** start of Record set **

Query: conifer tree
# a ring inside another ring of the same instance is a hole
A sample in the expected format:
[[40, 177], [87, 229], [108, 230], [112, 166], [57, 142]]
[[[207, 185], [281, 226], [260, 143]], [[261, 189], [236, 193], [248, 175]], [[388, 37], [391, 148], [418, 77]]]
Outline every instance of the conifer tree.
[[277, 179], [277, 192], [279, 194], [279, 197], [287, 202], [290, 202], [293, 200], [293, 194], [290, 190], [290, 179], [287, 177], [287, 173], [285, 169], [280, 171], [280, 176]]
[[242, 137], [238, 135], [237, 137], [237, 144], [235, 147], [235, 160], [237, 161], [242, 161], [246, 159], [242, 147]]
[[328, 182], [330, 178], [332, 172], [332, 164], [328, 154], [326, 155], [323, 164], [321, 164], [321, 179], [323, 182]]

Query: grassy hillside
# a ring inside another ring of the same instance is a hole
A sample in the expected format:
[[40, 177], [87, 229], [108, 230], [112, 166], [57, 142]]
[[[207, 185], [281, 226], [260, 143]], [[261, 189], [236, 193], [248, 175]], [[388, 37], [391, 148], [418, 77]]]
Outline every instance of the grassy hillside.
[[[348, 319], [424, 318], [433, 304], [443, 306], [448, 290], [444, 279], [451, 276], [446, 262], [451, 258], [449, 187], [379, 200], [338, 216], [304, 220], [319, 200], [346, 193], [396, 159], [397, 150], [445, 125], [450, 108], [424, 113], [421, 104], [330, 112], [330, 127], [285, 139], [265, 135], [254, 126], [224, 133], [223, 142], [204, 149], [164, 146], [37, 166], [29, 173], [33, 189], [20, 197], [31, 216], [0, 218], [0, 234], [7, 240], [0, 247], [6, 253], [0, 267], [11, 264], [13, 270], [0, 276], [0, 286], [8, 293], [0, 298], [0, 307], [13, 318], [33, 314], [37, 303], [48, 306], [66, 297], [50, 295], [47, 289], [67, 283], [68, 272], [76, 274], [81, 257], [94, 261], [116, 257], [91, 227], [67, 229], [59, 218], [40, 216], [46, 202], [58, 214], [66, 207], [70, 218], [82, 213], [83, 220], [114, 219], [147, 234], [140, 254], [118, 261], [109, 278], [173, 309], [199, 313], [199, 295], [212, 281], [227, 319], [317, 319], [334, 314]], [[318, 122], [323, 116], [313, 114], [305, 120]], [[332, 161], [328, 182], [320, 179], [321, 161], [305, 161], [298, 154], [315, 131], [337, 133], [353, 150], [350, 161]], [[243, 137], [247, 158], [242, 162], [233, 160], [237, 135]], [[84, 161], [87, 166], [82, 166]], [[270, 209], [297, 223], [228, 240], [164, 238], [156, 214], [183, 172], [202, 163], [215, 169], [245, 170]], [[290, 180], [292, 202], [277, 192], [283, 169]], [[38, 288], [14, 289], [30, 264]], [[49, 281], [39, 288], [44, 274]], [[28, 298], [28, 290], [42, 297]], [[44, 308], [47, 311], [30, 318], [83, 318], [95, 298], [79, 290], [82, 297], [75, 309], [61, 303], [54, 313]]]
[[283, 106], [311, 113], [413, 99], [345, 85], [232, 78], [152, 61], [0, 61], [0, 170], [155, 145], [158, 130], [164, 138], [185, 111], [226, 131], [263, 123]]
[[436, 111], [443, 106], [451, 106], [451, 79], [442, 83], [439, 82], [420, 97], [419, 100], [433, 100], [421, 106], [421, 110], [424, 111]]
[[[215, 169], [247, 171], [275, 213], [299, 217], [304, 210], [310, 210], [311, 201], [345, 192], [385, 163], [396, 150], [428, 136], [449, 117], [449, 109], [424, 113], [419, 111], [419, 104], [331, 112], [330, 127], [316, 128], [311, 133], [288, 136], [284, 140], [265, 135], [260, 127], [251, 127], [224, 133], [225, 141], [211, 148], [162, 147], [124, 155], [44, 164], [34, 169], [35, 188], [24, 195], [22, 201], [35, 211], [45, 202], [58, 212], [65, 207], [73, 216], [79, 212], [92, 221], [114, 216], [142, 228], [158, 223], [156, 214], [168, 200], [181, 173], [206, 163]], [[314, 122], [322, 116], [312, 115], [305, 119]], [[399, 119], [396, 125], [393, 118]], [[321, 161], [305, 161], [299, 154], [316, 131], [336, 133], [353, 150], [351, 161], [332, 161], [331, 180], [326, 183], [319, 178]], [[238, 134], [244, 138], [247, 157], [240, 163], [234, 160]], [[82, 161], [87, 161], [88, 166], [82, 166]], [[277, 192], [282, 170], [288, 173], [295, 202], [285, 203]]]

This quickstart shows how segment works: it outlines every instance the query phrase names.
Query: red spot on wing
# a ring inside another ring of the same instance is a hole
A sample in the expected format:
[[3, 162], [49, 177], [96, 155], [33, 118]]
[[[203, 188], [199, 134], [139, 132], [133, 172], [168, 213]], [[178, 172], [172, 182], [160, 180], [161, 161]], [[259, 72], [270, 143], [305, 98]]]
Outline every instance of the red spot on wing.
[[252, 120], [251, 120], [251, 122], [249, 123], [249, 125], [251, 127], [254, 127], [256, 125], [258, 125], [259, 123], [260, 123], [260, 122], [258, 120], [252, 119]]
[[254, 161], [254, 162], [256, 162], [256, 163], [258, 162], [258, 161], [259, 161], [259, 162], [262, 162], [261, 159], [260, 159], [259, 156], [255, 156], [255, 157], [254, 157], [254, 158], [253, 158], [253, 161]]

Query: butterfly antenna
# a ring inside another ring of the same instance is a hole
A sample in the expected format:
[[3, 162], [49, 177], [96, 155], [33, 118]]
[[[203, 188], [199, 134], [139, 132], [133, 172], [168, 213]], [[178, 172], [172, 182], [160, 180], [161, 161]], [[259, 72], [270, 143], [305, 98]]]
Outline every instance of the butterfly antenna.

** end of Record set **

- What is required:
Copy the lines from the first one through the line containing "179], [323, 182]]", changing "conifer tree" to "pine tree" and keeping everything else the same.

- Written response:
Query: pine tree
# a ring inside another ring of the same instance is a hole
A sample in the expected format:
[[40, 177], [87, 229], [108, 230], [112, 166], [57, 142]]
[[[207, 185], [281, 226], [260, 143]], [[261, 189], [236, 193], [248, 175]], [[388, 37], [391, 148], [418, 77]]]
Outline every instance of the pine tree.
[[277, 179], [277, 192], [279, 194], [279, 197], [287, 202], [290, 202], [293, 200], [293, 194], [290, 190], [290, 179], [287, 177], [287, 173], [285, 169], [280, 171], [280, 176]]
[[242, 137], [238, 135], [237, 137], [237, 144], [235, 147], [235, 160], [237, 161], [242, 161], [246, 159], [242, 147]]
[[328, 182], [330, 178], [332, 172], [332, 164], [328, 154], [326, 155], [323, 164], [321, 164], [321, 179], [323, 182]]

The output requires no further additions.